-- Input data follows --

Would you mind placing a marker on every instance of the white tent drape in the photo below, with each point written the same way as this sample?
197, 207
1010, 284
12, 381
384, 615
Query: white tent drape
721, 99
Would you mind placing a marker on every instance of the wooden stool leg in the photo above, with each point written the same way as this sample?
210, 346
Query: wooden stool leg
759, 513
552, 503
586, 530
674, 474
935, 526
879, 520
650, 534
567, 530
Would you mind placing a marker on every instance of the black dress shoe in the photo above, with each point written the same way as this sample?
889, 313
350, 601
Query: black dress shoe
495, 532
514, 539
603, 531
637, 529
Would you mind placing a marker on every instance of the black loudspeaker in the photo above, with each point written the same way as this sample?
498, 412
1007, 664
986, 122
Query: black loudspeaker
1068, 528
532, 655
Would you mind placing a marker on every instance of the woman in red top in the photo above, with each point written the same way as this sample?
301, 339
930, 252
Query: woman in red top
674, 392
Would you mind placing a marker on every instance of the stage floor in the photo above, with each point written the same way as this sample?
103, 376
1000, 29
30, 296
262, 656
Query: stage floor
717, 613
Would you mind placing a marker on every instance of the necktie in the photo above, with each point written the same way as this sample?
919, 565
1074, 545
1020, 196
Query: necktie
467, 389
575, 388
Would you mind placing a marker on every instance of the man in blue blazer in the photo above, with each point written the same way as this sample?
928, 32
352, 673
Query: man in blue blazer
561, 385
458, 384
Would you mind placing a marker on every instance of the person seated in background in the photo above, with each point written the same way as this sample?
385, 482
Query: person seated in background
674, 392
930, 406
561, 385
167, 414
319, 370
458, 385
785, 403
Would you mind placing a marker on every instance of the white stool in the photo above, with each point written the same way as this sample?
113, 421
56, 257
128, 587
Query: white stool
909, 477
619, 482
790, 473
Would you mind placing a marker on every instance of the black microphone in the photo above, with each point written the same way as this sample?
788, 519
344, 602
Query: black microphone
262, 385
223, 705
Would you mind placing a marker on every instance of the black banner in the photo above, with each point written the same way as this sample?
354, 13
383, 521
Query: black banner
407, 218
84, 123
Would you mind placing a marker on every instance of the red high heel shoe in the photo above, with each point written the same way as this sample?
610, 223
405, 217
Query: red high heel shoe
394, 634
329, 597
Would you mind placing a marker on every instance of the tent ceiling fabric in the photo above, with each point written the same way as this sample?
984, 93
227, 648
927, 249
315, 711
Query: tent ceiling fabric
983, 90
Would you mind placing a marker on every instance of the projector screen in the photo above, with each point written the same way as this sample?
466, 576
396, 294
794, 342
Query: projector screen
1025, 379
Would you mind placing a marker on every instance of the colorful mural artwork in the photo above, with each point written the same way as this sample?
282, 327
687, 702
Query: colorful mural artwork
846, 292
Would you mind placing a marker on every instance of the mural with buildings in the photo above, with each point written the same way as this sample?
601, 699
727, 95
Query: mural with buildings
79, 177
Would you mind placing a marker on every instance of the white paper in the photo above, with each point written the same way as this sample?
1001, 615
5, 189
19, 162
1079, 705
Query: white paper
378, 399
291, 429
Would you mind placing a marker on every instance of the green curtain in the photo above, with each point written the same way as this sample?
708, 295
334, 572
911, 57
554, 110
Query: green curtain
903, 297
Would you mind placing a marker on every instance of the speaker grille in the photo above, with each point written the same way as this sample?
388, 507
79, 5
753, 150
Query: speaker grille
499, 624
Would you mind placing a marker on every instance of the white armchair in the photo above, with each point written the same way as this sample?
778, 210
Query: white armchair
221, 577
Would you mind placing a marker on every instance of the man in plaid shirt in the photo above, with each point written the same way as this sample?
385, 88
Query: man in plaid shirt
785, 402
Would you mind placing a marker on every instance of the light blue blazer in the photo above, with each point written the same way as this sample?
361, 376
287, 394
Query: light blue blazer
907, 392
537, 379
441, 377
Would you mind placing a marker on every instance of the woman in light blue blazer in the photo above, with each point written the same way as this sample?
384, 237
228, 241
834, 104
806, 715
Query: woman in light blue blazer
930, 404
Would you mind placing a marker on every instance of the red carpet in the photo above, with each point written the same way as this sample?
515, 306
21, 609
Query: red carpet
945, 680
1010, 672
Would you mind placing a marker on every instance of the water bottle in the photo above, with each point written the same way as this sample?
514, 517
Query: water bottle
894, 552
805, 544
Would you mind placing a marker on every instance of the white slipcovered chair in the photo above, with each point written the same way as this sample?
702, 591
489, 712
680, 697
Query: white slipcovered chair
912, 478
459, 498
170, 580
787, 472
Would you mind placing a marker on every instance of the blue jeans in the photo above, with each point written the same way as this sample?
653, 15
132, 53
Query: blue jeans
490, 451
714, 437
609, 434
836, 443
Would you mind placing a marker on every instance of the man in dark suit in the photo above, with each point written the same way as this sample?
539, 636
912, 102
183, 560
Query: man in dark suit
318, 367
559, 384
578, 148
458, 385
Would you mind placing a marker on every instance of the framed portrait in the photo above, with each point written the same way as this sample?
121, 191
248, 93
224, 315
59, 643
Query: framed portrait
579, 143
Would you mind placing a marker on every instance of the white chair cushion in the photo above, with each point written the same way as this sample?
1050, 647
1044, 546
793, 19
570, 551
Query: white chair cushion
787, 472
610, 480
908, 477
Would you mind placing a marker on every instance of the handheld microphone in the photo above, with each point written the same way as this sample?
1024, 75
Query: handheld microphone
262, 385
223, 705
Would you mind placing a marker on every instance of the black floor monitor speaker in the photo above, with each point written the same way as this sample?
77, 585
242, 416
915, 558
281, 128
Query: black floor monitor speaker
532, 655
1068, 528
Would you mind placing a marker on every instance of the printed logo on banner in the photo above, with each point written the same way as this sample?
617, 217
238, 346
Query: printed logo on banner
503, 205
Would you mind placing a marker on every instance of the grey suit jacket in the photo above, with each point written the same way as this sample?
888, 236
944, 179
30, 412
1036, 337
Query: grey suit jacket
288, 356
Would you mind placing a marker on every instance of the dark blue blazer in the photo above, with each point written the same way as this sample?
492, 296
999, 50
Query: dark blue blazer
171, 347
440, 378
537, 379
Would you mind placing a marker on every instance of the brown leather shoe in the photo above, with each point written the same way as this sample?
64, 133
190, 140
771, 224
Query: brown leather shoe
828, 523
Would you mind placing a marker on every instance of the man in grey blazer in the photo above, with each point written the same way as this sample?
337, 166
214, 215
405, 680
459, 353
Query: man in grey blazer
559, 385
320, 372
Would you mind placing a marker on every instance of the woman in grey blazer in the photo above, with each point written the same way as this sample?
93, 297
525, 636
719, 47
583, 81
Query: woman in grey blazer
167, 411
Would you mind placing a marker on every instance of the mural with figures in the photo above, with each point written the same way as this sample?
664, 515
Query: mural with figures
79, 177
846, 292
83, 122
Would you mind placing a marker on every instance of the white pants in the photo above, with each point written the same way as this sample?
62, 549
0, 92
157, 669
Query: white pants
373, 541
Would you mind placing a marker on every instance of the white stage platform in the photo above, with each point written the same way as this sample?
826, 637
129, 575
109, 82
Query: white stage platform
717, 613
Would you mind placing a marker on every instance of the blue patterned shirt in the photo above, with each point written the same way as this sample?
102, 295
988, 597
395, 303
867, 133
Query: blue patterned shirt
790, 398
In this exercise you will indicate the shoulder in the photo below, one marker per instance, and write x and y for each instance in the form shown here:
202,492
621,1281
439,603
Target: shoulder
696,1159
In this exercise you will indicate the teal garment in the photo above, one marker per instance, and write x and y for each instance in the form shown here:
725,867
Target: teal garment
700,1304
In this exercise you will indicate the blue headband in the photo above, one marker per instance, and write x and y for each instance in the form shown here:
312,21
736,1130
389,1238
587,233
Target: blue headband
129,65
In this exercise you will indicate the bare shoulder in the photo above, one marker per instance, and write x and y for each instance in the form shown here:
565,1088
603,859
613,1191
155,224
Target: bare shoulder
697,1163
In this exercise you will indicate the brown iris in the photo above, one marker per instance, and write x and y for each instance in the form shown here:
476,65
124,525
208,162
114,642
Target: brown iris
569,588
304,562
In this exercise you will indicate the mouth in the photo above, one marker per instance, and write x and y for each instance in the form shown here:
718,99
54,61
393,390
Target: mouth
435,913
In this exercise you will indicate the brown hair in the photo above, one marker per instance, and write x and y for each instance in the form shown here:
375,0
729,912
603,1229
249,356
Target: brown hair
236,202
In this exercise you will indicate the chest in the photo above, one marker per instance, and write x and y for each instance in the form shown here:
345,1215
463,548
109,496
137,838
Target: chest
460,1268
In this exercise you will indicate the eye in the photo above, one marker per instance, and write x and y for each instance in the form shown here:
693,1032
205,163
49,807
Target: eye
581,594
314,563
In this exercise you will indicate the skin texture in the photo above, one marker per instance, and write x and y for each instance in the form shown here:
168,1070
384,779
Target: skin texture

-- Input data concluded --

Exercise requirements:
Working from the entries above, return all lines that contain "skin".

Written solution:
In this exercise you will indicate the skin texture in the photo above, one marker per instance, and write x and y for each instance in the form shown here:
Target: skin texture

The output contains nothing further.